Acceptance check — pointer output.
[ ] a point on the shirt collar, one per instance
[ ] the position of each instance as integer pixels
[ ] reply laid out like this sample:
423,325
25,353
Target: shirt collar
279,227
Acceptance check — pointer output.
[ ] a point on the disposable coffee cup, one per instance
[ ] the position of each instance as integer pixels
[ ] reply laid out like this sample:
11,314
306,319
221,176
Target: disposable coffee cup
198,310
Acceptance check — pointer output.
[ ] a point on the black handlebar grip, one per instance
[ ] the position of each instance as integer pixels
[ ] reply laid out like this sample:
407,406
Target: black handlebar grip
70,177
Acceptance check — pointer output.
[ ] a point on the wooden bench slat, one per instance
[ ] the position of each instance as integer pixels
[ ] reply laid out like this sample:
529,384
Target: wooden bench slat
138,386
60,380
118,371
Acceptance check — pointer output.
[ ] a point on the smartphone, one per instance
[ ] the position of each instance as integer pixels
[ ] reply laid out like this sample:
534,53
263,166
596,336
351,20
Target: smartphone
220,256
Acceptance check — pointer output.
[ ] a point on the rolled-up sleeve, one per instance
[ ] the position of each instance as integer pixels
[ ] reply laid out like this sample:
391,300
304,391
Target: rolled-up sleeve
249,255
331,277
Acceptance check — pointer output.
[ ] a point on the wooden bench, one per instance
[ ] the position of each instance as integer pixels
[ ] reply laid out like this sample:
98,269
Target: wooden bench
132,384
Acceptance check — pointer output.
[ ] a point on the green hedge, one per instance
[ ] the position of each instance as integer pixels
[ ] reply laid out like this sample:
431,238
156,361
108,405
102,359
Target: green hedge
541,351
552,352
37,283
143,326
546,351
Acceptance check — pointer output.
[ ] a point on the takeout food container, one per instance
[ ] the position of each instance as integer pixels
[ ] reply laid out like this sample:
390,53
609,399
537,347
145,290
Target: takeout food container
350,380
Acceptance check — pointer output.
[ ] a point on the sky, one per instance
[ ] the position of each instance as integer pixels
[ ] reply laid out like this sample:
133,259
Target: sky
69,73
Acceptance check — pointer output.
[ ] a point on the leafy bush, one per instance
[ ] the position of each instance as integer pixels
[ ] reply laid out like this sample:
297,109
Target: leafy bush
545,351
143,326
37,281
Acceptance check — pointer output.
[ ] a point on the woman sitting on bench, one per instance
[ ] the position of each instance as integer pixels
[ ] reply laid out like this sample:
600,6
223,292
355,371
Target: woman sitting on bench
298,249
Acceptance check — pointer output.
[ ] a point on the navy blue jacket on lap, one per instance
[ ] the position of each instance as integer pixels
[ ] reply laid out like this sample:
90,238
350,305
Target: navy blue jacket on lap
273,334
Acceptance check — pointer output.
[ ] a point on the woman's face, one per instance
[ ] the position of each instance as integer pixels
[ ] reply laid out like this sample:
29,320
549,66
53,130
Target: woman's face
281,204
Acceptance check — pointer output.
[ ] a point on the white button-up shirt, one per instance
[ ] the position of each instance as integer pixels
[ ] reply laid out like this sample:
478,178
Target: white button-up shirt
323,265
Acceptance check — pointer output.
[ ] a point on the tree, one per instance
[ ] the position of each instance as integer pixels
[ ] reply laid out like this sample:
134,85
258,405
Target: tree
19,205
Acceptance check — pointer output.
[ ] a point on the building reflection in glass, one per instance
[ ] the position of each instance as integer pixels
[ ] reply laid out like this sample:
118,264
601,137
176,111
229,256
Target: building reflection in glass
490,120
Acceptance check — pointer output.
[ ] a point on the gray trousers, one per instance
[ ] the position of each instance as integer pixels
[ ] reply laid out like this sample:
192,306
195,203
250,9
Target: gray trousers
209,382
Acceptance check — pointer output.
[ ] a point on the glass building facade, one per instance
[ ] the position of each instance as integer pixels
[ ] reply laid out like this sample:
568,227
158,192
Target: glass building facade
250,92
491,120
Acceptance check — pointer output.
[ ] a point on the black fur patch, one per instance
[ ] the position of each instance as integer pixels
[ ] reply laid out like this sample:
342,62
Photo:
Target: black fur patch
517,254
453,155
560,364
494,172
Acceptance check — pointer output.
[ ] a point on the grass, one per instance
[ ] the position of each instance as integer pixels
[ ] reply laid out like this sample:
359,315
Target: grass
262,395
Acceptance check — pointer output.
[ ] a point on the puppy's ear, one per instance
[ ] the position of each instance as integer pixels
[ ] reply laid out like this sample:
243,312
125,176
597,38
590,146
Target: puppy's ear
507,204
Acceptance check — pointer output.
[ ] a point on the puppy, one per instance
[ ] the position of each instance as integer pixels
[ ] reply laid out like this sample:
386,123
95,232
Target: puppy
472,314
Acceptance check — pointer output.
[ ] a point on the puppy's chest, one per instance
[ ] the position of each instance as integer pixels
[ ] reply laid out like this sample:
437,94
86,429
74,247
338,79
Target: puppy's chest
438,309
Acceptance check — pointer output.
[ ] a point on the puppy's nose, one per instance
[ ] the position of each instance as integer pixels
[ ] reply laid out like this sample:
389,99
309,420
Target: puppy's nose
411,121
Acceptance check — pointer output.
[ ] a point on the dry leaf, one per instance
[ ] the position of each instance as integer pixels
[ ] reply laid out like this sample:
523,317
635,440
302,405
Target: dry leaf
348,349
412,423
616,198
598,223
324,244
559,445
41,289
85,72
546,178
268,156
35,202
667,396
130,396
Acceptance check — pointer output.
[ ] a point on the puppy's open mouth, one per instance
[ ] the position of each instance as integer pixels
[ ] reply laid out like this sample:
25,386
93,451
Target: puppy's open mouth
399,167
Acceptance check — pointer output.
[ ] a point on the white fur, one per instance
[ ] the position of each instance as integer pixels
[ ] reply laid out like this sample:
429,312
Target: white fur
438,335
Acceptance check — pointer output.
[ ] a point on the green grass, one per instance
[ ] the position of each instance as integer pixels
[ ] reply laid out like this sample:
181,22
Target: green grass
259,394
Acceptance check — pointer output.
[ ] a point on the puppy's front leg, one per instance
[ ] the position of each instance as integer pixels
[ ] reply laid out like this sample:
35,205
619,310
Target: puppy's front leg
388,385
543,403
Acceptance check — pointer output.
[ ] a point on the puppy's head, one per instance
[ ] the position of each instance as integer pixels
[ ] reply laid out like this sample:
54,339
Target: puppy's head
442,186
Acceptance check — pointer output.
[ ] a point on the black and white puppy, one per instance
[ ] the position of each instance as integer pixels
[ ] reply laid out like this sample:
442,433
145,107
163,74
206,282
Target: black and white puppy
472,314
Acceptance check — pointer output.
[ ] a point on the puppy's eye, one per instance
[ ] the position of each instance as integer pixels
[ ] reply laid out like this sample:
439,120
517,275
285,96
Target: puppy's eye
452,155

--

» STATED TASK:
Pick out every line in the rows above that contains the string "chest", and copy each one.

» SOLUTION FOR THIS EXERCISE:
[ ] a point on the puppy's chest, one per instance
Target: puppy's chest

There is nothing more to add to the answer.